Product is changing everything. I once heard content is king, but product is queen, and I really agree with that.

Luciana Cardoso, Chief Product Owner, Estadão

93% executives recognize the importance of product roles

Newsrooms now need product thinking and product managers to attract and retain readers with innovative and timely products that address their needs. “In the era of the personal news cycle— where abundant information and constant connectivity gives each individual control of her news consumption—our news products must be good and targeted to succeed,” wrote Jeff Sonderman in an American Press Institute whitepaper on product development. 

“They must know who their users are, what they need, how they need it and deliver a satisfying experience. That is what a product manager does. And increasingly this role, which has long been a staple of the tech world, is emerging in news organizations.”

93% of news executives surveyed for Reuters Institute’s Journalism, media, and technology trends and predictions report for 2021, recognized the importance of product roles. However, 54% thought those doing the job often lack the right skills and 43% believed it is well understood.

FIPP’s latest Innovation in Media report dives deep into this area and presents actionable insights on how publishers can instill product thinking across their organizations and build effective product teams. “Most people at legacy media organizations tend to think of news as just the articles or video packages they produce day-to-day,” the report states. “Product managers have to think about the whole experience of the user — what they should get from that news and how they want to consume it.” 

“Spur a fundamental culture change within the newsroom”

“Product directly touches many parts of an organization but mainly works across editorial, technology, design and user experience, data, marketing, and revenue,” says Jodie Hopeprton, Leader of INMA Product Initiative. This necessitates that product teams be cross-functional. Sonderman suggests looking for people who think of news as a product and are able to develop relationships across an organization. Getting team members who are a “culture add,” rather than a “culture fit,” is a plus as they will bring new traits, experiences, and skills.

[DATA EXTRACT]
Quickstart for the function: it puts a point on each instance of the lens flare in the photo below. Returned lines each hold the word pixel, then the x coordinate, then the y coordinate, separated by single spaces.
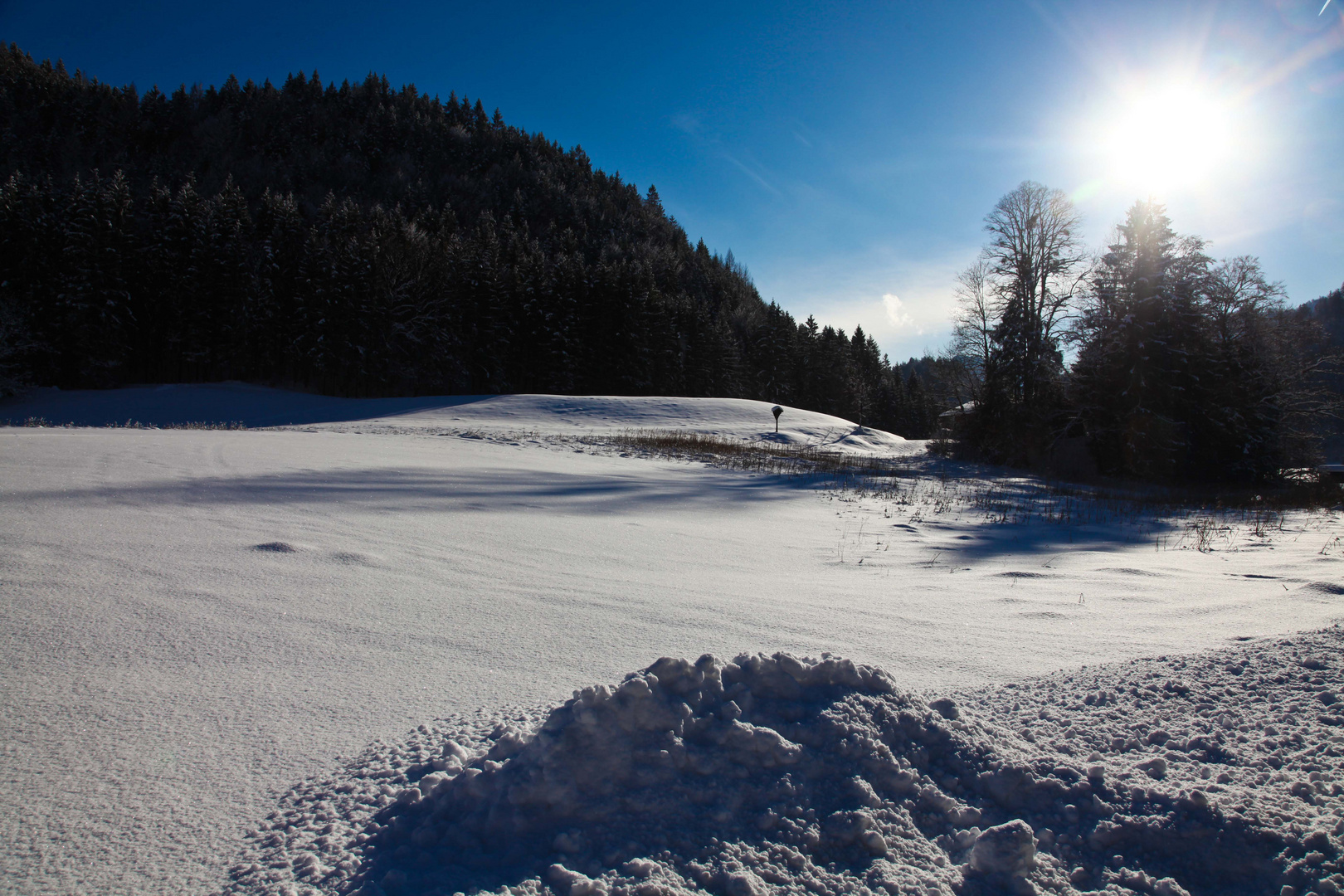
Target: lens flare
pixel 1171 137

[TASK PROMPT] Copy out the passage on product roles in newsrooms word for word, in full.

[RESULT]
Product is changing everything. I once heard content is king, but product is queen, and I really agree with that.

Luciana Cardoso, Chief Product Owner, Estadão

93% executives recognize the importance of product roles

Newsrooms now need product thinking and product managers to attract and retain readers with innovative and timely products that address their needs. “In the era of the personal news cycle— where abundant information and constant connectivity gives each individual control of her news consumption—our news products must be good and targeted to succeed,” wrote Jeff Sonderman in an American Press Institute whitepaper on product development. 

“They must know who their users are, what they need, how they need it and deliver a satisfying experience. That is what a product manager does. And increasingly this role, which has long been a staple of the tech world, is emerging in news organizations.”

93% of news executives surveyed for Reuters Institute’s Journalism, media, and technology trends and predictions report for 2021, recognized the importance of product roles. However, 54% thought those doing the job often lack the right skills and 43% believed it is well understood.

FIPP’s latest Innovation in Media report dives deep into this area and presents actionable insights on how publishers can instill product thinking across their organizations and build effective product teams. “Most people at legacy media organizations tend to think of news as just the articles or video packages they produce day-to-day,” the report states. “Product managers have to think about the whole experience of the user — what they should get from that news and how they want to consume it.” 

“Spur a fundamental culture change within the newsroom”

“Product directly touches many parts of an organization but mainly works across editorial, technology, design and user experience, data, marketing, and revenue,” says Jodie Hopeprton, Leader of INMA Product Initiative. This necessitates that product teams be cross-functional. Sonderman suggests looking for people who think of news as a product and are able to develop relationships across an organization. Getting team members who are a “culture add,” rather than a “culture fit,” is a plus as they will bring new traits, experiences, and skills.